WORKING DATA:
····················
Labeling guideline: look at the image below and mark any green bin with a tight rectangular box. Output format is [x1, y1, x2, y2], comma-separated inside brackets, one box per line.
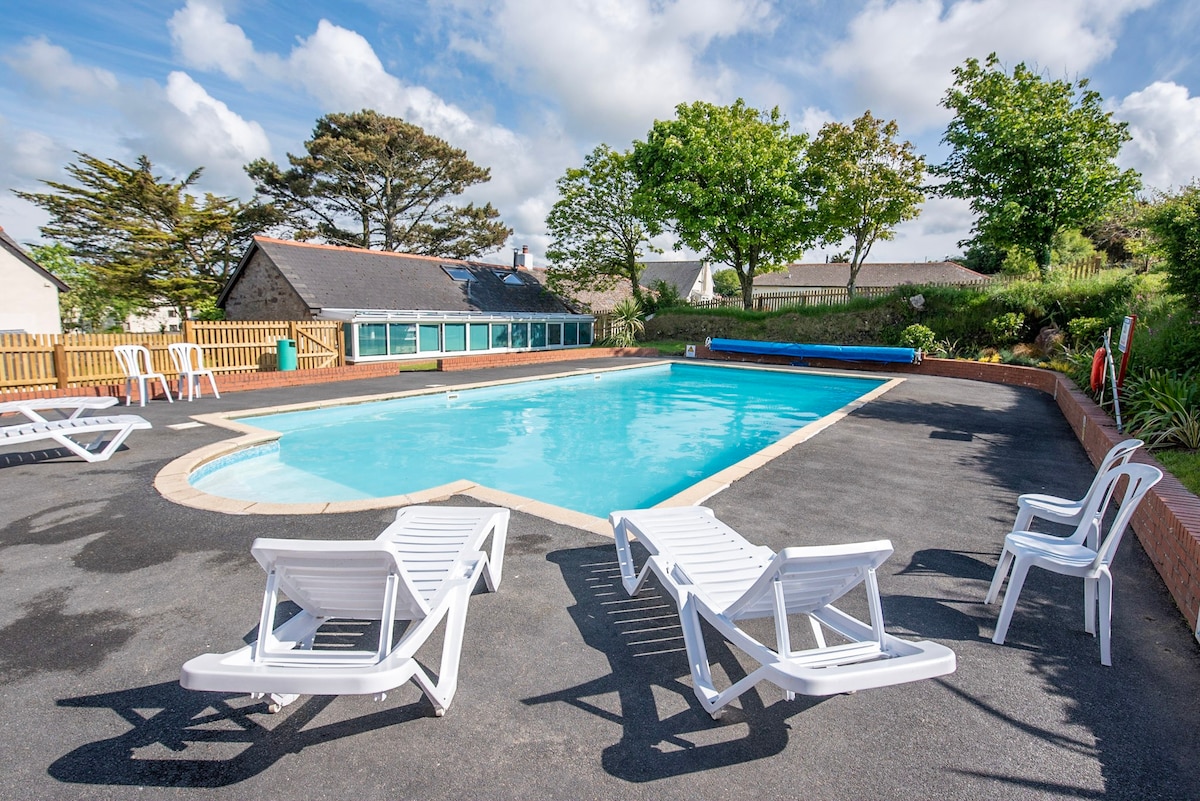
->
[277, 338, 297, 371]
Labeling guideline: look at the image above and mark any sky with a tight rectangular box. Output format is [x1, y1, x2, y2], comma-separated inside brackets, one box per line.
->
[1, 0, 1199, 268]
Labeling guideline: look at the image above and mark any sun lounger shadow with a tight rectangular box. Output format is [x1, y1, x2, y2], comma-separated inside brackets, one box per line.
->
[49, 676, 434, 787]
[526, 545, 805, 781]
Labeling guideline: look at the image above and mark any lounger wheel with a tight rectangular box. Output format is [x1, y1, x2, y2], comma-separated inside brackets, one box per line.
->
[260, 692, 299, 713]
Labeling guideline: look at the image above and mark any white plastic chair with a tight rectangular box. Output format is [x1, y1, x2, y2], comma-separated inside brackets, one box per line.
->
[113, 345, 173, 406]
[168, 343, 220, 401]
[610, 506, 956, 717]
[987, 462, 1163, 665]
[1008, 438, 1143, 535]
[181, 506, 509, 716]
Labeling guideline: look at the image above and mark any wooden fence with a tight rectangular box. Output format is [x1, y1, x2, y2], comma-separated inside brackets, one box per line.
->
[0, 320, 344, 393]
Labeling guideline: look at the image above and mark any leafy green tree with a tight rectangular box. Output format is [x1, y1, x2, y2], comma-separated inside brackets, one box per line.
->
[1140, 183, 1200, 310]
[545, 144, 661, 304]
[246, 109, 510, 259]
[807, 111, 925, 297]
[632, 99, 818, 309]
[30, 243, 141, 332]
[933, 53, 1140, 279]
[712, 268, 741, 297]
[16, 153, 275, 315]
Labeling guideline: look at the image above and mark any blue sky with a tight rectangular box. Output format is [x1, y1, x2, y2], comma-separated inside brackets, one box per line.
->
[2, 0, 1198, 266]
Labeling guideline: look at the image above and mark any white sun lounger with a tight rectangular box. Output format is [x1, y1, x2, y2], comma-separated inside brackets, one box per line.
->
[0, 396, 119, 422]
[610, 506, 956, 717]
[0, 412, 151, 462]
[181, 506, 509, 716]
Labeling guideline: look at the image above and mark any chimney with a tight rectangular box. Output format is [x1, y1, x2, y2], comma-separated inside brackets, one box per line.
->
[513, 245, 532, 270]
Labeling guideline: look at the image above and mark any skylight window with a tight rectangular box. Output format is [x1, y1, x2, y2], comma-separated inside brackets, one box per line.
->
[443, 266, 475, 282]
[491, 269, 525, 285]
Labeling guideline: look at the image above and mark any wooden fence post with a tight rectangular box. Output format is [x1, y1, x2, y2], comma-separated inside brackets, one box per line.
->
[53, 343, 69, 389]
[182, 319, 194, 343]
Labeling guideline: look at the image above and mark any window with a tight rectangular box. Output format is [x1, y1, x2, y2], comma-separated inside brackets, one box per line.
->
[511, 322, 529, 349]
[491, 269, 525, 286]
[579, 322, 593, 345]
[469, 323, 490, 350]
[531, 322, 546, 348]
[418, 324, 441, 352]
[548, 323, 563, 346]
[389, 323, 417, 355]
[442, 266, 475, 282]
[564, 322, 579, 346]
[444, 323, 467, 352]
[360, 323, 388, 356]
[491, 324, 509, 348]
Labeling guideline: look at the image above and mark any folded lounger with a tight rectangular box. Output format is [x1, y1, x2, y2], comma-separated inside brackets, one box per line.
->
[610, 506, 956, 717]
[0, 413, 150, 462]
[0, 396, 119, 421]
[181, 506, 509, 716]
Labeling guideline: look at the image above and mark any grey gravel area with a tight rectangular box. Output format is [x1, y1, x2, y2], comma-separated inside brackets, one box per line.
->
[1, 357, 1196, 800]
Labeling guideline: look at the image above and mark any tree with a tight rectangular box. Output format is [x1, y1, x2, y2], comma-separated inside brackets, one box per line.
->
[30, 243, 141, 332]
[632, 99, 818, 309]
[807, 111, 925, 297]
[16, 153, 275, 315]
[544, 144, 660, 303]
[712, 268, 741, 297]
[1140, 183, 1200, 309]
[246, 109, 510, 259]
[932, 53, 1141, 279]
····················
PROBLEM DESCRIPTION:
Could you give the listing above again word for word, without any pictures?

RESPONSE BOX:
Labeling guideline: look at the image below and mark any green bin with a tight rectangular box. Output format is [x1, y1, x2, y2], comma-separated inside brackets, one box per line.
->
[277, 338, 297, 371]
Labeling guideline: look at the image above and mark any sky with a tight rectangular box. Output format is [x1, y1, x2, y2], comma-separated inside brackets, one box per line.
->
[1, 0, 1199, 268]
Labeling guideline: look at the image above and mark any sun lounger shadow with a tight rectangular box. Output format is [x1, y1, x2, y2], comma-separated inside brackets, one box per line.
->
[49, 676, 434, 787]
[526, 545, 805, 781]
Labeling guideline: look at the image above and mark any lounger wheel with a tight rectangular box. Output format is [x1, y1, x2, y2], comma-separated inside brackets, one box per line.
->
[260, 692, 299, 713]
Labeling guideline: look at the image above and mark any white plastic chair with a tight rectangular box. Output format is [x1, y1, x2, y2], comma-separated inside brackets, one box per line.
->
[113, 345, 173, 406]
[168, 343, 220, 401]
[610, 506, 956, 717]
[987, 462, 1163, 665]
[1008, 438, 1143, 535]
[181, 506, 509, 716]
Labeling guideline: look at the image above and mark any wooden fence with a tight rectangular box. Output format is [x1, y1, x2, y2], comma-separated inside brackets, one box per line.
->
[0, 320, 344, 393]
Labeling guideline: look at the image above and mark any leafy green tree with a tight rectangular box. Output format is [x1, y1, x2, y2], comma-separated inside brackets, one box per line.
->
[1140, 183, 1200, 310]
[545, 144, 661, 304]
[246, 109, 510, 259]
[807, 111, 925, 297]
[632, 99, 818, 309]
[30, 243, 141, 332]
[933, 53, 1140, 279]
[712, 268, 741, 297]
[16, 153, 275, 315]
Labeling guideline: look at the image above and mark any blue sky with a tight rectangular box. Output format is [x1, y1, x2, y2], comma-separated inside brackets, one box per line.
->
[2, 0, 1198, 266]
Labeling guideline: look at the image above and mark any white sun lounger with a tight rectangular box. Output format is [x1, y1, x2, y2], comma-separated inside brackets, one box per line.
->
[0, 396, 119, 422]
[610, 506, 956, 717]
[0, 412, 151, 462]
[181, 506, 509, 716]
Labeling guideline: look at the image above and mark any chimney with a tight rectangular box. Output format is [x1, y1, x2, y2], comma-separated inside brackets, one box per line.
->
[513, 245, 532, 270]
Labeling guideline: look at the image above and mark any skylight window with a tight rectangular box. Output format is [x1, y1, x2, y2], comma-separated inside brackets, one box per line.
->
[443, 266, 475, 282]
[491, 269, 525, 285]
Labeling guideline: look at the image above and mark any wooden fence post with a tight rectangular box. Output format is [x1, y1, x2, y2], comma-separated inside brackets, one box per line.
->
[53, 343, 69, 389]
[182, 319, 194, 343]
Labeling guideline: look at the image above and mark any window with a tight rectangular box. Output format is [x1, y1, x2, y2], comma-separated inside brackets, one box per line.
->
[511, 322, 529, 349]
[491, 269, 525, 286]
[579, 322, 593, 345]
[469, 323, 490, 350]
[531, 322, 546, 348]
[418, 324, 441, 352]
[548, 323, 563, 346]
[389, 323, 417, 355]
[442, 266, 475, 282]
[564, 322, 579, 346]
[444, 323, 467, 352]
[360, 323, 388, 356]
[491, 324, 509, 348]
Labeling guideline: look at the image above and mark any folded lounger with a tight rectangular box. Output format is [x1, y1, x2, y2], comma-separated inside brackets, one box per line.
->
[610, 506, 956, 717]
[0, 413, 150, 462]
[0, 396, 119, 421]
[181, 506, 509, 716]
Labeling guideline: look at the image above and mark any grey gravel area with a tight rectangular box. Output format is [x1, y1, x2, y2], comma-separated inside brackets, one box per line.
->
[1, 357, 1196, 800]
Labeling guideline: look at the image above and mark any tree with a tight rectangular box. Output format is [x1, y1, x2, y2], comma-separated inside brackets, one box per line.
->
[30, 243, 141, 332]
[632, 99, 818, 309]
[807, 111, 925, 297]
[16, 153, 275, 315]
[544, 144, 660, 303]
[712, 268, 741, 297]
[1140, 183, 1200, 309]
[246, 109, 510, 259]
[932, 53, 1141, 279]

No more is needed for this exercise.